What is required:
Copying nothing before it, reproduce the line that holds "We need ground-truth boxes for coat" and every line after it in the data, exactly.

Supplied records:
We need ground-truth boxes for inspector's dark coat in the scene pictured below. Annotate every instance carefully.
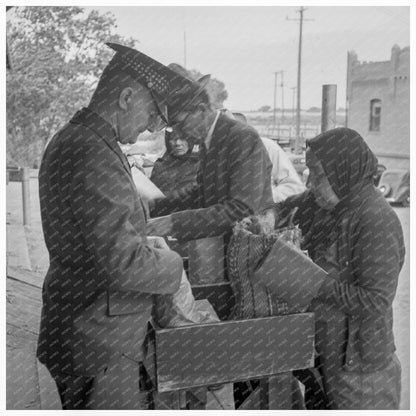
[37,108,182,377]
[152,114,273,240]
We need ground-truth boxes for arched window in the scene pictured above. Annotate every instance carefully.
[369,99,381,131]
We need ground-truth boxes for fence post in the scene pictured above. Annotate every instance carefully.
[321,84,337,132]
[22,167,31,225]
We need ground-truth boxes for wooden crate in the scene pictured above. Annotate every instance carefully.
[145,283,315,394]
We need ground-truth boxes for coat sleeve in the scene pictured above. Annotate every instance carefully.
[151,181,202,216]
[70,134,183,295]
[271,190,314,229]
[270,145,305,202]
[316,203,405,317]
[166,130,273,241]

Response to this exercise:
We need ground-truth boxes for coat sleeve in the scene pictured above. Annotate every instance carefully.
[151,181,202,216]
[70,134,183,295]
[271,190,314,229]
[270,145,305,202]
[316,203,405,317]
[166,130,273,241]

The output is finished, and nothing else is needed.